Polenta regina d'inverno, i vini "fatti a mano"
brodetto a miglio zero e uova di quaglia
col tartufo: festa dei sapori anche a febbraio

Martedì 20 Febbraio 2024, 16:51 | 3 Minuti di Lettura
Polenta regina d'inverno, i vini "fatti a mano", brodetto e uova di quaglia con il tartufo: nelle Marche festa in cucina anche a febbraio

Arcevia celebra la polenta

Femmina, la polenta è una generosa matrona. Ama tutte le farine. Più di tutto quella di mais ma anche quella di farro, di grano saraceno, d’orzo, di miglio e di castagne e non disdegna quella di fave e pure di fagioli. Unico difetto richiede una santa pazienza che sui nostri Appennini non gli è stata mai negata. Ieri, era un piatto povero, oggi è un cult perché è uno di quei rari piatti che si meritano la “p” maiuscola: la Polenta non è solo sapori ma storia di comunità e crocevia di imperi.

La colpa

La colpa è di quei quattro chicchi di mais che, di ritorno dalle Americhe, il nobile Pietro Gaioncelli, nel 1658, scoprì nel fodero della sua spada. Chicchi che piantò in Val Camonica. Anche se fu solo ad inizio '800 che il mais divenne il sostentamento della popolazione italica nonostante il suo grave limite nutrizionale: rende indisponibile all'organismo la vitamina B3 o PP e può scatenare la patologia della pellagra. Un problema che Maya ed Aztechi avevano superato consumando il mais cucinandolo dopo averlo immerso in un bagno di acqua e calce rendendo di nuovo assorbibile le vitamine. Da questa settimana fino al 17 marzo, i ristoranti di Arcevia celebrano il “Mays ottofile di Roccacontrada”, antico nome della città. Un appuntamento imperdibile per i buongustai. Declina le bontà di una pannocchia dai colori rosso, arancio e giallo recensita dall’Amap regionale. È macinata a pietra e produce una farina dall'odore delicato che, cucinata, si distingue per il suo aroma intenso e il suo sapore. Così speciale che, nel corso di una disfida mondiale nel 2015 nelle valli bergamasche, si è imposta come campione del mondo delle polente prodotte con antichi mais. In pratica ha steso nel paiolo polente nobili come quella a base di “Mais Biancoperla” o la “Spinosa di Val Camonica”. La sua riscoperta è una good practice tutta da copiare. È il risultato di un progetto tra Comune, lo storico Alfiero Verdini, l'azienda agricola del custode Marino Montalbini e gode del contributo della Genetica Agraria del Dipartimento di Scienze degli Alimenti della Politecnica delle Marche.

────

• [COMPITO DA SVOLGERE]:
Per favore, modifica il brano sulla polenta iniziando da "Femmina, la polenta" e terminando con "crocevia di imperi.". Metti "grande pazienza" al posto di "santa pazienza".

────

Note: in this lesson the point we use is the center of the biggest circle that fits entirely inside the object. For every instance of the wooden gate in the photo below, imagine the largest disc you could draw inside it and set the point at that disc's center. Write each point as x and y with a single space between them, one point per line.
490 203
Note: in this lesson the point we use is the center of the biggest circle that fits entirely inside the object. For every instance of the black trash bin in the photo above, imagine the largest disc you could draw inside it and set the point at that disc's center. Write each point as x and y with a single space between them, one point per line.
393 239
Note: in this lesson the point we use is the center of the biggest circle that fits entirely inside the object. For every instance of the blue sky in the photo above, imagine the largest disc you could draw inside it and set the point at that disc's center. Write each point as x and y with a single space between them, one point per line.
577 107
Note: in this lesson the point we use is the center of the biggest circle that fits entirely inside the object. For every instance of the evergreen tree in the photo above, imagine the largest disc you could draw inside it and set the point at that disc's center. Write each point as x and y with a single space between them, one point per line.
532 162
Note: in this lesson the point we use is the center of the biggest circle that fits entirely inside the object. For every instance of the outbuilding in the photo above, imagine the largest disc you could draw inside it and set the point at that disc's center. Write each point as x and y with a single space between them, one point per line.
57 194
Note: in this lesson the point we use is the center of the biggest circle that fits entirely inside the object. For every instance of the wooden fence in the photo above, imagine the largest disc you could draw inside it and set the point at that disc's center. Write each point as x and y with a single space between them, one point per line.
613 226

────

• [RISULTATO QUI SOTTO]:
Femmina, la polenta è una generosa matrona. Ama tutte le farine. Più di tutto quella di mais ma anche quella di farro, di grano saraceno, d’orzo, di miglio e di castagne e non disdegna quella di fave e pure di fagioli. Unico difetto richiede una grande pazienza che sui nostri Appennini non gli è stata mai negata. Ieri, era un piatto povero, oggi è un cult perché è uno di quei rari piatti che si meritano la “p” maiuscola: la Polenta non è solo sapori ma storia di comunità e crocevia di imperi.